-- START Exercise inputs --

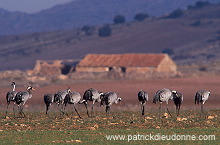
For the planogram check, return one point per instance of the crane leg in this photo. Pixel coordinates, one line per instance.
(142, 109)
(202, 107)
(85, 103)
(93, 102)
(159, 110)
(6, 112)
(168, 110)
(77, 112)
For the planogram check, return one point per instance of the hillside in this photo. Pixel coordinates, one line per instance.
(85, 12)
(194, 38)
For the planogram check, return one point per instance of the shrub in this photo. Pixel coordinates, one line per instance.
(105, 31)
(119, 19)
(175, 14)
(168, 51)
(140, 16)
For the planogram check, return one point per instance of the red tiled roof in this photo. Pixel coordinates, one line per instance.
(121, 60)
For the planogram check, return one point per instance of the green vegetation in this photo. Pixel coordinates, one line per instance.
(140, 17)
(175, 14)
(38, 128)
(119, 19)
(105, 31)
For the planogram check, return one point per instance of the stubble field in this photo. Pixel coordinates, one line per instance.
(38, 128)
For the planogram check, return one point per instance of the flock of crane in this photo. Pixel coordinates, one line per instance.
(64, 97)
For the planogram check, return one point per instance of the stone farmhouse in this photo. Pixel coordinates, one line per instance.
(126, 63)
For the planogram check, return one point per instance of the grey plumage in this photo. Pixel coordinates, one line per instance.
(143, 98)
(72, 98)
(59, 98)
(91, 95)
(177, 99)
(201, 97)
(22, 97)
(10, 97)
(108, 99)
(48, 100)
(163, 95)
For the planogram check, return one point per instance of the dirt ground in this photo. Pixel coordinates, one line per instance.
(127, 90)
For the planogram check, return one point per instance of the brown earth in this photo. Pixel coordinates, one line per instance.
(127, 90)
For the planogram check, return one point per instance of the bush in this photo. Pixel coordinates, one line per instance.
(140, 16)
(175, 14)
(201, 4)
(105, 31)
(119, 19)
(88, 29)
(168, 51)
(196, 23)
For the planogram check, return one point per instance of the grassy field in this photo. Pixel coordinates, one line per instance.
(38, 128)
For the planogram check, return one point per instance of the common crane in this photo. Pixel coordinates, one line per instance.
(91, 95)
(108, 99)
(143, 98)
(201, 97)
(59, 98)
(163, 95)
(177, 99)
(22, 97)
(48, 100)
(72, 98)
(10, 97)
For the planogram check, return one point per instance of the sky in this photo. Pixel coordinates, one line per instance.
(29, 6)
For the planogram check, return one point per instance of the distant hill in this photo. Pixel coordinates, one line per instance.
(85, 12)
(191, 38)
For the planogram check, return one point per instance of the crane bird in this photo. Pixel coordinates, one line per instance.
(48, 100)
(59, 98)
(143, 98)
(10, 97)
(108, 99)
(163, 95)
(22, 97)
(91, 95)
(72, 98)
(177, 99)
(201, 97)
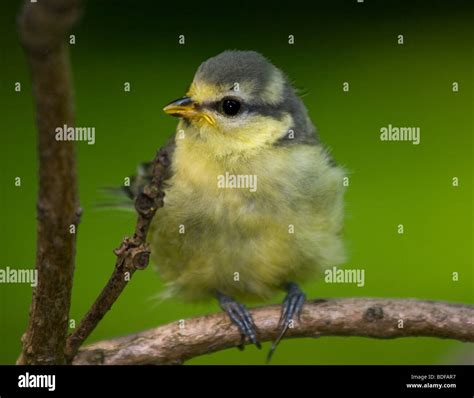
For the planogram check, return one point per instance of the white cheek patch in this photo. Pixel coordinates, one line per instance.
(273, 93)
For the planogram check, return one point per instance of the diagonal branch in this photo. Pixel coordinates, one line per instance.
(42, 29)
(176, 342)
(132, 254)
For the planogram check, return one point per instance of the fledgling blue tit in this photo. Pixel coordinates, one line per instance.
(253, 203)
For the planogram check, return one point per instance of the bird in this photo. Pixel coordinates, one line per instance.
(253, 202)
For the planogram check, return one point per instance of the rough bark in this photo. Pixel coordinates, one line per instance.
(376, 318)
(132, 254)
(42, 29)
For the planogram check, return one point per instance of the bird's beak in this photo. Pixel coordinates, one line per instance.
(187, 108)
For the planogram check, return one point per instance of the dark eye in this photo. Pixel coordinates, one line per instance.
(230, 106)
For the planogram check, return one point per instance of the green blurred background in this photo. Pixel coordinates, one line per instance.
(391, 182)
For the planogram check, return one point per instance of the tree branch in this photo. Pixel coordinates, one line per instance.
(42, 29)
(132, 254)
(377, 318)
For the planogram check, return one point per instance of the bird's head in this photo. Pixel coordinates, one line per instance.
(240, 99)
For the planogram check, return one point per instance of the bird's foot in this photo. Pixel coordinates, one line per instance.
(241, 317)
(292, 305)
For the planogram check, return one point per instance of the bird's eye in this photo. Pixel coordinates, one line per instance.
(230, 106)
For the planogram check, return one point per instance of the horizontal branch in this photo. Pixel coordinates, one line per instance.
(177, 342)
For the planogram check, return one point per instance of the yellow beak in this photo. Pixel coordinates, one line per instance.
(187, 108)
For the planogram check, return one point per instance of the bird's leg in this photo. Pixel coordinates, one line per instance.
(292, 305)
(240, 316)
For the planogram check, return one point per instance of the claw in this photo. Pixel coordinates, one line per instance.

-- END Exercise inputs --
-- START Exercise inputs --

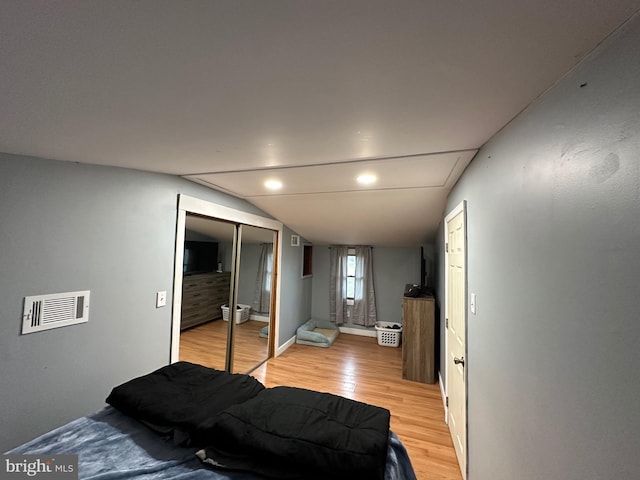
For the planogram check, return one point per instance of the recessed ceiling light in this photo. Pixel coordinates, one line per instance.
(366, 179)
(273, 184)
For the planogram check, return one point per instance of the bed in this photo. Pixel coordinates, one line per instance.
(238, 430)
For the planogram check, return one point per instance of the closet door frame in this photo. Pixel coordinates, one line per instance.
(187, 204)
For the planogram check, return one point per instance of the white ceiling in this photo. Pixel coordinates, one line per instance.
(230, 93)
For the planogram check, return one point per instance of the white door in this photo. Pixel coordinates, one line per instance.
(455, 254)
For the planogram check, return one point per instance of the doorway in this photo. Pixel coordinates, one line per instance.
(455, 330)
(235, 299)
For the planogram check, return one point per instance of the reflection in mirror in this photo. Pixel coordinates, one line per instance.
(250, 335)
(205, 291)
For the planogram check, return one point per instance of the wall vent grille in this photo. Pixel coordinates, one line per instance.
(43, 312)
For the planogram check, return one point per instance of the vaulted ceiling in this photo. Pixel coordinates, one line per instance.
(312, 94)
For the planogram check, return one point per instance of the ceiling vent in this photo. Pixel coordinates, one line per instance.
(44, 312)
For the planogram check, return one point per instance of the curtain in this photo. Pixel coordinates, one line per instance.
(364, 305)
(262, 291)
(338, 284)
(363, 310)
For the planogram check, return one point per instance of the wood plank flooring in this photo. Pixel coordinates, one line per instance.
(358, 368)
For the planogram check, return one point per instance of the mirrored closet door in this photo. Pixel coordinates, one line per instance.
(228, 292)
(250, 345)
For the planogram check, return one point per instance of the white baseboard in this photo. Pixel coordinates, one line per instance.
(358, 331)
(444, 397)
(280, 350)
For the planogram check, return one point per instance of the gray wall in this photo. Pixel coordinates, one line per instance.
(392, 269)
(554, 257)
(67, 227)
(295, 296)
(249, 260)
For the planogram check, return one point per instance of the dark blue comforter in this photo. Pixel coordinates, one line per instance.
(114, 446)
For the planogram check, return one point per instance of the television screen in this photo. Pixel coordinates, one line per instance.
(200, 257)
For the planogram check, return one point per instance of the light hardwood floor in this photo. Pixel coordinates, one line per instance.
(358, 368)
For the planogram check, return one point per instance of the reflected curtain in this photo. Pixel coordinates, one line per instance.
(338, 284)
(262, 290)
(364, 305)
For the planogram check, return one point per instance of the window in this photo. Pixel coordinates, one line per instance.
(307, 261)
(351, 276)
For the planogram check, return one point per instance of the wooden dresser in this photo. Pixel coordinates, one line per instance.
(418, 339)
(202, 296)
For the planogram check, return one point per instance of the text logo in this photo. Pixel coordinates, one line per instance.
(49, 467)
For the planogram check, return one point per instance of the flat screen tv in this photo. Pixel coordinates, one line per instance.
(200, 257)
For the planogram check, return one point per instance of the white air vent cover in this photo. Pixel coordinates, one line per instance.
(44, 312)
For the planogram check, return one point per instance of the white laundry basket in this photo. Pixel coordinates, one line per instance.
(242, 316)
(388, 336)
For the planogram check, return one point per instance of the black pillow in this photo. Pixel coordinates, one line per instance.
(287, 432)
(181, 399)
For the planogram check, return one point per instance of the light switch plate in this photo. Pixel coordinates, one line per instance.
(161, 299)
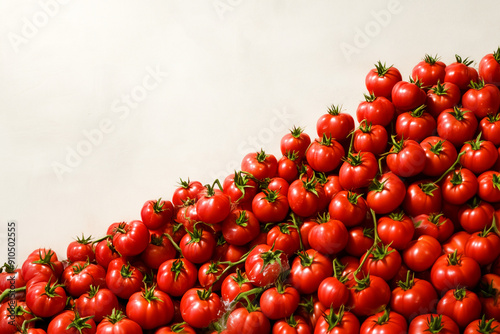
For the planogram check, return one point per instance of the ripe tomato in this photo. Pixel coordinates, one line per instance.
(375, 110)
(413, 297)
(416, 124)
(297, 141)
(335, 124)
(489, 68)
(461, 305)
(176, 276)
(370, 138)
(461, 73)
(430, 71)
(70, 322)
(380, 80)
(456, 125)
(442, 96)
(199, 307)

-- END Exercise inputs --

What is needed>
Pick out every line in the two blocks above that contains the word "dark". Case counts.

Correct response>
For the planogram check, return one point per instance of the dark eye in this photo. Pixel coordinates, one line per instance.
For the planogram check, return one point per instance of the dark blue comforter in this photo. Pixel coordinates, one line per instance.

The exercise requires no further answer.